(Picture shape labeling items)
◇ ◇ ◇

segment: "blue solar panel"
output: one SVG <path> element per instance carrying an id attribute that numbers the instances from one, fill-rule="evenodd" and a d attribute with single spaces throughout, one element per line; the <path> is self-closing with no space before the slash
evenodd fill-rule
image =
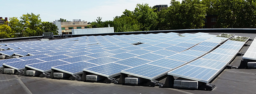
<path id="1" fill-rule="evenodd" d="M 120 75 L 122 70 L 130 68 L 114 63 L 110 63 L 84 69 L 84 70 L 107 77 L 112 77 Z"/>
<path id="2" fill-rule="evenodd" d="M 211 51 L 213 48 L 213 47 L 196 45 L 190 50 L 208 52 Z"/>
<path id="3" fill-rule="evenodd" d="M 68 51 L 63 51 L 60 52 L 53 52 L 51 53 L 47 53 L 47 55 L 50 55 L 55 56 L 57 55 L 64 55 L 66 54 L 72 53 L 71 52 L 69 52 Z"/>
<path id="4" fill-rule="evenodd" d="M 130 53 L 128 53 L 127 52 L 125 52 L 125 53 L 120 53 L 120 54 L 118 54 L 111 55 L 110 56 L 112 57 L 115 57 L 115 58 L 121 59 L 125 59 L 126 58 L 130 58 L 130 57 L 135 57 L 136 56 L 137 56 L 137 55 L 133 54 L 130 54 Z"/>
<path id="5" fill-rule="evenodd" d="M 167 50 L 161 50 L 159 51 L 153 52 L 153 53 L 166 56 L 170 56 L 178 53 L 178 52 L 172 52 L 171 51 Z"/>
<path id="6" fill-rule="evenodd" d="M 17 70 L 21 70 L 25 69 L 25 65 L 43 62 L 44 61 L 39 60 L 32 59 L 8 63 L 4 63 L 3 64 L 3 65 Z"/>
<path id="7" fill-rule="evenodd" d="M 209 83 L 212 76 L 216 75 L 218 70 L 203 67 L 185 65 L 179 68 L 172 70 L 168 75 L 172 75 L 191 79 Z"/>
<path id="8" fill-rule="evenodd" d="M 47 54 L 47 53 L 52 53 L 52 52 L 54 52 L 52 51 L 44 51 L 44 52 L 32 52 L 32 53 L 29 53 L 29 55 L 40 55 L 40 54 Z"/>
<path id="9" fill-rule="evenodd" d="M 185 62 L 163 58 L 150 63 L 149 64 L 173 69 L 185 63 L 186 62 Z"/>
<path id="10" fill-rule="evenodd" d="M 171 56 L 170 57 L 168 57 L 167 58 L 170 59 L 176 60 L 180 61 L 188 62 L 197 57 L 198 57 L 178 54 Z"/>
<path id="11" fill-rule="evenodd" d="M 83 69 L 97 65 L 86 62 L 80 62 L 52 67 L 52 69 L 71 75 L 83 73 Z"/>
<path id="12" fill-rule="evenodd" d="M 218 45 L 218 44 L 219 44 L 217 43 L 206 42 L 202 42 L 202 43 L 200 43 L 199 44 L 198 44 L 198 45 L 199 45 L 209 46 L 209 47 L 216 47 L 216 46 Z"/>
<path id="13" fill-rule="evenodd" d="M 127 50 L 132 51 L 132 50 L 138 50 L 138 49 L 140 49 L 141 48 L 141 47 L 135 47 L 135 46 L 131 46 L 131 47 L 127 47 L 123 48 L 122 49 L 125 50 Z"/>
<path id="14" fill-rule="evenodd" d="M 166 74 L 170 70 L 170 68 L 146 64 L 122 70 L 121 73 L 149 80 L 154 80 Z"/>
<path id="15" fill-rule="evenodd" d="M 78 50 L 70 50 L 70 51 L 68 51 L 68 52 L 73 52 L 74 53 L 74 52 L 77 52 L 86 51 L 88 50 L 89 50 L 85 49 L 78 49 Z"/>
<path id="16" fill-rule="evenodd" d="M 128 52 L 138 55 L 143 55 L 146 53 L 151 52 L 151 51 L 145 50 L 141 49 L 138 49 L 133 51 Z"/>
<path id="17" fill-rule="evenodd" d="M 39 58 L 39 59 L 41 60 L 42 60 L 44 61 L 49 61 L 57 60 L 68 58 L 68 57 L 70 57 L 67 56 L 65 56 L 64 55 L 56 55 L 56 56 L 51 56 L 51 57 L 43 57 L 43 58 Z"/>
<path id="18" fill-rule="evenodd" d="M 85 56 L 81 56 L 62 59 L 61 60 L 67 61 L 69 63 L 73 63 L 80 61 L 85 61 L 86 60 L 91 60 L 92 59 L 94 58 Z"/>
<path id="19" fill-rule="evenodd" d="M 150 46 L 149 47 L 143 48 L 142 49 L 148 50 L 151 51 L 156 51 L 159 50 L 162 50 L 164 48 L 162 48 L 162 47 L 157 47 L 156 46 Z"/>
<path id="20" fill-rule="evenodd" d="M 166 57 L 162 55 L 158 55 L 157 54 L 155 54 L 148 53 L 144 55 L 138 56 L 137 57 L 151 61 L 154 61 L 160 59 L 165 58 Z"/>
<path id="21" fill-rule="evenodd" d="M 92 63 L 102 65 L 114 62 L 120 60 L 108 57 L 104 57 L 101 58 L 98 58 L 86 61 Z"/>
<path id="22" fill-rule="evenodd" d="M 232 50 L 239 50 L 242 47 L 240 46 L 235 46 L 233 45 L 226 44 L 223 44 L 220 46 L 219 47 L 219 48 L 222 48 L 224 49 Z"/>
<path id="23" fill-rule="evenodd" d="M 22 59 L 22 60 L 28 60 L 39 58 L 42 58 L 42 57 L 49 57 L 49 56 L 45 55 L 44 54 L 41 54 L 41 55 L 38 55 L 23 57 L 19 57 L 18 58 Z"/>
<path id="24" fill-rule="evenodd" d="M 28 67 L 43 73 L 49 72 L 51 71 L 52 67 L 60 65 L 69 63 L 57 60 L 35 64 L 27 65 L 25 67 Z"/>
<path id="25" fill-rule="evenodd" d="M 107 52 L 112 53 L 112 54 L 117 54 L 123 53 L 125 52 L 127 52 L 128 51 L 129 51 L 125 50 L 124 50 L 117 49 L 117 50 L 113 50 L 107 51 Z"/>
<path id="26" fill-rule="evenodd" d="M 188 48 L 178 46 L 172 46 L 169 47 L 165 48 L 165 49 L 171 51 L 173 51 L 176 52 L 181 52 Z"/>
<path id="27" fill-rule="evenodd" d="M 189 63 L 189 65 L 207 68 L 220 70 L 225 67 L 227 63 L 199 58 Z"/>
<path id="28" fill-rule="evenodd" d="M 225 54 L 227 55 L 236 55 L 238 51 L 235 51 L 233 50 L 217 48 L 212 51 L 212 52 L 211 52 L 211 53 Z"/>
<path id="29" fill-rule="evenodd" d="M 3 63 L 9 63 L 16 62 L 18 61 L 21 61 L 22 60 L 19 59 L 18 58 L 11 58 L 7 60 L 0 60 L 0 68 L 2 68 L 3 66 L 2 66 L 2 64 Z"/>
<path id="30" fill-rule="evenodd" d="M 175 46 L 180 46 L 184 47 L 190 48 L 191 47 L 195 45 L 195 44 L 186 43 L 180 43 L 175 45 Z"/>
<path id="31" fill-rule="evenodd" d="M 91 53 L 90 52 L 76 52 L 76 53 L 73 53 L 67 54 L 65 54 L 65 55 L 68 55 L 68 56 L 71 56 L 72 57 L 76 57 L 76 56 L 80 56 L 80 55 L 88 55 L 88 54 L 91 54 Z"/>
<path id="32" fill-rule="evenodd" d="M 108 50 L 107 50 L 100 49 L 87 51 L 86 52 L 89 52 L 92 53 L 98 53 L 98 52 L 105 52 L 105 51 L 108 51 Z"/>
<path id="33" fill-rule="evenodd" d="M 113 46 L 113 47 L 107 47 L 107 48 L 105 48 L 104 49 L 110 50 L 115 50 L 115 49 L 119 49 L 120 48 L 122 48 L 122 47 L 119 47 L 118 46 Z"/>
<path id="34" fill-rule="evenodd" d="M 230 61 L 234 56 L 224 55 L 219 54 L 209 53 L 204 56 L 201 58 L 208 59 L 210 60 L 221 61 L 225 62 L 228 62 Z"/>
<path id="35" fill-rule="evenodd" d="M 97 53 L 87 55 L 89 56 L 92 57 L 95 57 L 95 58 L 99 58 L 99 57 L 102 57 L 110 56 L 110 55 L 113 55 L 113 54 L 112 54 L 108 53 L 108 52 L 99 52 L 99 53 Z"/>
<path id="36" fill-rule="evenodd" d="M 206 53 L 206 52 L 203 52 L 191 50 L 188 50 L 185 51 L 183 52 L 180 52 L 180 54 L 193 55 L 197 57 L 200 56 Z"/>
<path id="37" fill-rule="evenodd" d="M 137 58 L 130 58 L 125 60 L 115 62 L 118 64 L 128 65 L 131 67 L 136 67 L 144 64 L 149 63 L 150 61 L 138 59 Z"/>

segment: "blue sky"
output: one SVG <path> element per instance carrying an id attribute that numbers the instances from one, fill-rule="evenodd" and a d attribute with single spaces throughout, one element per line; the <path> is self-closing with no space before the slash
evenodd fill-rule
<path id="1" fill-rule="evenodd" d="M 0 17 L 20 18 L 23 14 L 40 14 L 44 21 L 53 21 L 60 18 L 72 21 L 81 19 L 88 22 L 112 20 L 120 16 L 125 9 L 133 10 L 138 3 L 148 3 L 150 6 L 168 5 L 170 0 L 4 0 L 1 1 Z"/>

◇ ◇ ◇

Reproduce the stretch from the line containing "120 75 L 122" through the line containing "130 53 L 128", renaming every "evenodd" to "nonzero" and leaving all else unchanged.

<path id="1" fill-rule="nonzero" d="M 120 75 L 122 70 L 130 68 L 114 63 L 110 63 L 84 69 L 84 70 L 107 77 L 112 77 Z"/>
<path id="2" fill-rule="nonzero" d="M 211 51 L 213 48 L 213 47 L 196 45 L 190 50 L 208 52 Z"/>
<path id="3" fill-rule="nonzero" d="M 68 51 L 63 51 L 60 52 L 53 52 L 51 53 L 47 53 L 47 55 L 50 55 L 55 56 L 57 55 L 64 55 L 66 54 L 72 53 L 71 52 L 69 52 Z"/>
<path id="4" fill-rule="nonzero" d="M 130 53 L 128 53 L 127 52 L 125 52 L 125 53 L 120 53 L 120 54 L 118 54 L 111 55 L 110 56 L 112 57 L 115 57 L 115 58 L 121 59 L 125 59 L 126 58 L 130 58 L 130 57 L 135 57 L 136 56 L 137 56 L 137 55 L 133 54 L 130 54 Z"/>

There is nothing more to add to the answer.